Exercise passage.
++++++
What does MRI stand for?

A

magnetic resonance imaging

46
Q

What does an MRI show?

A

shows soft tissue - especially the differences between soft tissues

47
Q

What type of energy is used by an MRI?

A

magnetic field energy

48
Q

T/F: an MRI machine produces images of bones

A

False, an MRI can only show soft tissue clearly, however, bones can be added by an MRI program’s computer after a scan

49
Q

What does MRS stand for?

A

magnetic resonance spectroscopy

50
Q

What type of energy is used by an M2A?

A

light energy

51
Q

How does an M2A work?

A

a tiny tiny single-use digital camera is ingested and sends images back to an SD card which can be viewed later

52
Q

How does an MRS work?

A

examines the ions within the soft tissue to evaluate the difference in composition within the tissue

53
Q

What type of energy is used in an MRS?

A

magnetic field energy

54
Q

Define physiology

A

the study of the function of body parts; includes both chemical and physical processes

55
Q

List the levels of organization in order

A

chemical, cellular, tissue, organ, organ system, organismic

56
Q

List the 9 life processes present in all forms of life

A

reproduction, growth, conductivity, limiting boundary, excretion, metabolism, movement, excitability, digestion (rg-clemmed)

57
Q

What is a limiting boundary?

A

living things have the ability to differentiate themselves from their environment (ex: skin with humans)

58
Q

What is excitability?

A

living things can anticipate and react to changes in their environment (changes = stimuli)
++++++
[Referring expression data]
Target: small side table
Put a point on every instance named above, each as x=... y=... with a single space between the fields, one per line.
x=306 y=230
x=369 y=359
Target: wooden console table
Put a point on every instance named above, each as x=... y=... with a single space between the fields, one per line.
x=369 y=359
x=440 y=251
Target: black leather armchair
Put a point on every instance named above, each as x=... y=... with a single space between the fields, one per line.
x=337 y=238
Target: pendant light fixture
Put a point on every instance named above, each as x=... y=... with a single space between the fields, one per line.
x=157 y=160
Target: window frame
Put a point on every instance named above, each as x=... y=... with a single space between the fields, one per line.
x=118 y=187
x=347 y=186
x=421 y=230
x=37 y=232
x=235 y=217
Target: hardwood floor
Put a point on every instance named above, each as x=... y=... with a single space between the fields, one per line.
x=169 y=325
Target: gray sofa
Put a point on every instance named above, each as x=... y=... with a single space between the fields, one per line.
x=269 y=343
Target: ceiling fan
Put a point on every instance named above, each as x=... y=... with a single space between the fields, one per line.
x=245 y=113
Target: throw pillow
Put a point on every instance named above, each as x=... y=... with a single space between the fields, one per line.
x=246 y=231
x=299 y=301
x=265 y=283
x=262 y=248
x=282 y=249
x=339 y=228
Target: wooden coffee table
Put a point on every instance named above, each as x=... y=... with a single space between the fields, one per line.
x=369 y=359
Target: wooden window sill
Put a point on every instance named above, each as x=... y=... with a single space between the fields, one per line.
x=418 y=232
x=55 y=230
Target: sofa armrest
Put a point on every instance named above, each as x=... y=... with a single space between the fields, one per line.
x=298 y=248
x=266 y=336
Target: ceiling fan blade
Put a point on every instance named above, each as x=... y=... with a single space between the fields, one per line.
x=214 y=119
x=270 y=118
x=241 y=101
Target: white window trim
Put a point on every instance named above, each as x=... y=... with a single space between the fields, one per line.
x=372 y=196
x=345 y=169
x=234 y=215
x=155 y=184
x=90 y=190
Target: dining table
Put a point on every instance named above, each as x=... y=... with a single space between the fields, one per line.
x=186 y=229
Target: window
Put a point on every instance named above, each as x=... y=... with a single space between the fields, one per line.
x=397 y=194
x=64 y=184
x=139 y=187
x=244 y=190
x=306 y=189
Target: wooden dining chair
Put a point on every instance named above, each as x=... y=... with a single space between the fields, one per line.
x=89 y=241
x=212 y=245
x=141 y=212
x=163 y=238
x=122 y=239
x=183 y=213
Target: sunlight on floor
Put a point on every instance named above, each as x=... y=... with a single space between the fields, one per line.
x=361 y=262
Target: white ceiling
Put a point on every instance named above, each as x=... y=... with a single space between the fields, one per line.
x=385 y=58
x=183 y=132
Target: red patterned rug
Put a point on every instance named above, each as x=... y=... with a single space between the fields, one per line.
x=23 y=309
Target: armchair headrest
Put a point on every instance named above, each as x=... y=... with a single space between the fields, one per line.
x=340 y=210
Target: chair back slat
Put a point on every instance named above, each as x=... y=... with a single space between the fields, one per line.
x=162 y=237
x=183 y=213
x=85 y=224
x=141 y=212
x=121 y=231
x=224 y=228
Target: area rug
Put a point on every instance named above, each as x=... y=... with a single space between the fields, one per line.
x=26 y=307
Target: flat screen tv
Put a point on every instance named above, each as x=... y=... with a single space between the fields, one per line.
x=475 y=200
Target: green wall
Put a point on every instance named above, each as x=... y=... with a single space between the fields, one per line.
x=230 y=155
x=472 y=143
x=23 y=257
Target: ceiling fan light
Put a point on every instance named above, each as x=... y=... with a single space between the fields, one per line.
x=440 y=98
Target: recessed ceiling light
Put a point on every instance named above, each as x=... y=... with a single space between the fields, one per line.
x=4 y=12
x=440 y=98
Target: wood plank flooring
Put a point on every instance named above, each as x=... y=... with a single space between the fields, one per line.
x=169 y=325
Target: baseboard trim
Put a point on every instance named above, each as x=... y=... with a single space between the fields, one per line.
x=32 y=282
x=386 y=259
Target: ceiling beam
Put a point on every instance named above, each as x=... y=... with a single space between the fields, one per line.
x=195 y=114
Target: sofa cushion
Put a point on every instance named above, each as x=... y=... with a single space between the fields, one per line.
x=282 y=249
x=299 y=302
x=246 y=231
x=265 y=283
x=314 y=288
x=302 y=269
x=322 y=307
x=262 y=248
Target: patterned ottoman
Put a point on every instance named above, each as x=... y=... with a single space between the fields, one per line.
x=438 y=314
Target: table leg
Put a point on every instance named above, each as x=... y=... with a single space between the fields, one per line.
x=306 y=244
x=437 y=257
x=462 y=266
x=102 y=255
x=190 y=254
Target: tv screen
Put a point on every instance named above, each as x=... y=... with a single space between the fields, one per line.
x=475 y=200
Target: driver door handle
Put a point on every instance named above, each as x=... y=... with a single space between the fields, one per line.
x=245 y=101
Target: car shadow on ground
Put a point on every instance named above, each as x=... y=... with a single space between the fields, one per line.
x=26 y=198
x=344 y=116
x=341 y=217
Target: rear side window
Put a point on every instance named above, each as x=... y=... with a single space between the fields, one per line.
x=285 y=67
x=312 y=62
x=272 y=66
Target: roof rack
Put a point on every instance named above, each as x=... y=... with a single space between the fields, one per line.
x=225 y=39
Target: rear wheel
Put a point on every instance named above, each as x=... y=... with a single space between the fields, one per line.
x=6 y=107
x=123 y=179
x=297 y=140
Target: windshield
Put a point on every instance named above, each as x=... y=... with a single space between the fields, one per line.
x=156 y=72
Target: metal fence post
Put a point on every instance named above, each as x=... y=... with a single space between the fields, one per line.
++++++
Work to complete.
A: Shorten the answer in the anatomy flashcards that begins "a tiny tiny single-use digital camera" into one brief sentence that keeps its main facts.
B: Write a continuation of the anatomy flashcards from where they stop.

Outputs in order.
A: A tiny single-use digital camera is swallowed and sends images to an SD card for later viewing.

B:
59
Q

What is an examples of excitability?

A

the pupils in your eyes dilating when the lights turn off

60
Q

What is conductivity? (in relation to life processes?)

A

how we communicate the effects of a stimuli from one part of the body to another

61
Q

What is metabolism?

A

a chemical reaction taking place within an organism

62
Q

What are two subcategories of metabolism?

A

anabolism and catabolism

63
Q

What is anabolism?

A

taking small things and making them big

64
Q

What is catabolism?

A

taking big things and making them small

65
Q

What is digestion?

A

the breakdown of food into absorbable molecules that we can use

66
Q

What is excretion?

A

the elimination of waste

67
Q

What is movement?

A

moving body structures or the movement of internal activities

68
Q

What is growth? (in relation to life processes?)

A

an increase in size that occurs in one of two ways: 1.) cells grow in size, 2.) number of cells increases

69
Q

What is reproduction (in relation to life processes?)

A

production of new individuals or cell repair and replacement

70
Q

Be able to give an example of each of the life processes

A

rg-clemmed

71
Q

What are our bodies’ 5 survival needs?

A

nutrition, oxygen, water, normal body temperature, atmospheric pressure (nowna - like Strega Nona)

72
Q

Why is nutrition important?

A

provides the body with necessary nutrients (proteins, carbohydrates, lipids, etc.) that enable processes to happen

73
Q

How much of the human body is comprised of water?

A

60 - 80%

74
Q

Why is normal body temperature important?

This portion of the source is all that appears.